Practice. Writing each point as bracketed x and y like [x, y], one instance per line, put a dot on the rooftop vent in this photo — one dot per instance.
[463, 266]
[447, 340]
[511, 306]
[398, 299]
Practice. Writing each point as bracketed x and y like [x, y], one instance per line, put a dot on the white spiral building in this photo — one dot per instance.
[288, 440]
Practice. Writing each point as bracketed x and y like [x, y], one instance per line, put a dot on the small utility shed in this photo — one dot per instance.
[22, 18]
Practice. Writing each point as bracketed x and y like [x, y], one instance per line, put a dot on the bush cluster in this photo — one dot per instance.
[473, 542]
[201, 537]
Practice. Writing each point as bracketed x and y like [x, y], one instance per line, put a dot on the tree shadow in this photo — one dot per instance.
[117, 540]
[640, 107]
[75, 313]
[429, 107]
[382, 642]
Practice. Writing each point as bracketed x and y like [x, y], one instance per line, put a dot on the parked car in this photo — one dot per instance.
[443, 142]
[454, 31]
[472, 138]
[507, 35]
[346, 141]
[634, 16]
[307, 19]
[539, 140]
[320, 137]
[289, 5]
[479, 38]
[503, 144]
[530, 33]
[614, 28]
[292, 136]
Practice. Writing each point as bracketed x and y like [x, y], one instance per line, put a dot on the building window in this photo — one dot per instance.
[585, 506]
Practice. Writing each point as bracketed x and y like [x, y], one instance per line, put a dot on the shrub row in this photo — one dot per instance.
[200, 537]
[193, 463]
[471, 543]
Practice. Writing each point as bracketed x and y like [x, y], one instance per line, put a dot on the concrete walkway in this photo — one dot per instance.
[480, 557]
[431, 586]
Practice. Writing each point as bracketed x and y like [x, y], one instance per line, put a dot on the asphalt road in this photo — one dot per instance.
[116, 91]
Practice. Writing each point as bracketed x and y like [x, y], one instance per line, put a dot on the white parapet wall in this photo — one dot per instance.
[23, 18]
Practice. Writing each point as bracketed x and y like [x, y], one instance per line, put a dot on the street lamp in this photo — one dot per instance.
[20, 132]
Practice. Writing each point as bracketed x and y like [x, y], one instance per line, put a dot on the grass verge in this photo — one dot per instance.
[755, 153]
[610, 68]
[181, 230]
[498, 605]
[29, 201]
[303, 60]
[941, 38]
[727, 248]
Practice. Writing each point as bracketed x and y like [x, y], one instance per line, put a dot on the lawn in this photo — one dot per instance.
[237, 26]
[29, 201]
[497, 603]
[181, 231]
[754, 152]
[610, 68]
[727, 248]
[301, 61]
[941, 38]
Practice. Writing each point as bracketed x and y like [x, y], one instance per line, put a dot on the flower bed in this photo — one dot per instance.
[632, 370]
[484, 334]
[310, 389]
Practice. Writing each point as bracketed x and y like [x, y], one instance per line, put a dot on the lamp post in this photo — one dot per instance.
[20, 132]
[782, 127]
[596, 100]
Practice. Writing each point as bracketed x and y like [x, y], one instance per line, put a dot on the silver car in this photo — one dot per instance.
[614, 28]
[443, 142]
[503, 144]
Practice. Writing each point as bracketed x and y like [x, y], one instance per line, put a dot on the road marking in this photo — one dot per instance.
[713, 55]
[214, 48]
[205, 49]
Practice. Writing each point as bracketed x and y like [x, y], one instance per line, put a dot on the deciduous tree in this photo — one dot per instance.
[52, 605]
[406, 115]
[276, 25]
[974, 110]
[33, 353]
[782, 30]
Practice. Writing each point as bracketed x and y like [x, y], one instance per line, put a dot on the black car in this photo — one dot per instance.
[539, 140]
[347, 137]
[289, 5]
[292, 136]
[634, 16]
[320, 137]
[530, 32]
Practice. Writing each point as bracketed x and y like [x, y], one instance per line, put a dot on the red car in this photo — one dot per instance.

> [To be done]: Take the listing above and write it out again exactly.

> [Answer to this problem]:
Practice. Writing each point as bracketed x and y like [x, y], one instance per line, put a dot on the rooftop vent in this photo — one dot per instance.
[463, 266]
[447, 340]
[511, 306]
[398, 299]
Practice. Writing each point as bracketed x and y like [x, y], one instance per line, put a dot on the white spiral building in this photo — one dot per instance.
[288, 440]
Practice. Writing each point as bracketed x and y like [x, y], one instance per line, put a dot on the small utility shed in this photo — one dot per instance.
[22, 18]
Practice. Writing each point as bracketed x and y like [x, y], one instance per line, put a dot on the bush cluster in this photo — one dot per instance.
[473, 542]
[201, 537]
Practice. Writing each point as bracketed x and y like [x, y], one instance per line, put a dot on the tree shadow in this photo — one dot per instance.
[117, 540]
[640, 107]
[75, 313]
[429, 107]
[382, 642]
Practice. Writing each point as bracketed x and y like [x, y], one instance per line, put a dot on the parked car in this photo — one dot per instance.
[443, 142]
[454, 31]
[472, 138]
[507, 35]
[346, 141]
[634, 16]
[307, 19]
[539, 140]
[320, 137]
[289, 5]
[479, 38]
[503, 144]
[530, 33]
[614, 28]
[292, 136]
Practice. Writing each point as bracketed x and y like [x, y], one instance per line, put a dot on the building window in this photo — one dot per instance.
[585, 506]
Practice. Writing each point as bracketed x and y like [x, y], one instance per line, put a dot on the shrub row in this photo — one dot per instance.
[200, 537]
[193, 463]
[471, 543]
Practice. Writing each point as bracketed x and y like [x, y], one instance per line, put a dot on the concrete walkway in this photo — one dot per instance.
[480, 557]
[431, 586]
Practice. Writing each point as bracketed x and y like [x, y], one instance per line, put a dot on the asphalt road in this photo — one dot per instance.
[116, 91]
Practice. Writing each point as bracketed x and y like [x, y], one instance per line, put a dot on the white parapet wall in this photo — one dot per instance.
[23, 18]
Practice. Writing each point as bracketed x and y like [x, y], one instance per line, put a dot on the street lamp in this photo — one dot per instance.
[20, 132]
Practice. Writing each point as bracketed x and y like [x, y], one instance per line, put a dot on the grass verge in this photo — one dot per instance.
[755, 153]
[610, 68]
[181, 230]
[498, 605]
[29, 201]
[303, 60]
[941, 38]
[727, 248]
Practice. Writing each point as bracketed x and y like [x, y], one instance per line, put a dot on the lawn in this photo — one dot per instance.
[237, 26]
[29, 201]
[497, 603]
[181, 231]
[754, 152]
[610, 68]
[727, 248]
[301, 61]
[941, 38]
Practice. Writing each point as bracketed x and y like [x, y], one instance per line, put a dot on the flower bed in this photo — one dot per instance.
[632, 370]
[484, 334]
[310, 389]
Practice. Writing each point as bracketed x and y like [x, y], one instance per line, put a dot on the lamp post in this photo — one dot per instance.
[20, 132]
[782, 127]
[596, 100]
Practice. Writing each point as bracketed x and y like [x, y], one instance per line, put a dot on the silver car in this photo — one dot per instance.
[614, 28]
[443, 142]
[503, 144]
Practice. Writing each point as bracketed x and y like [x, y], one instance per line, put a dot on the road marking in this photo — one dot per instance.
[713, 55]
[214, 48]
[205, 49]
Practice. Writing each point as bracketed x and y like [x, y], one instance per line, put a dot on the deciduous tree in this photo — one dot per instance.
[52, 605]
[406, 115]
[276, 25]
[974, 110]
[33, 353]
[782, 30]
Practice. Writing each point as bracketed x and y like [x, y], one instance per line, put a dot on the black car in this photo — one dot per instance.
[539, 140]
[347, 137]
[289, 5]
[292, 136]
[634, 16]
[320, 137]
[530, 32]
Practice. Writing each point as bracketed x and y like [x, y], one instance per line, put a dot on the red car in this photo — one dot per instance.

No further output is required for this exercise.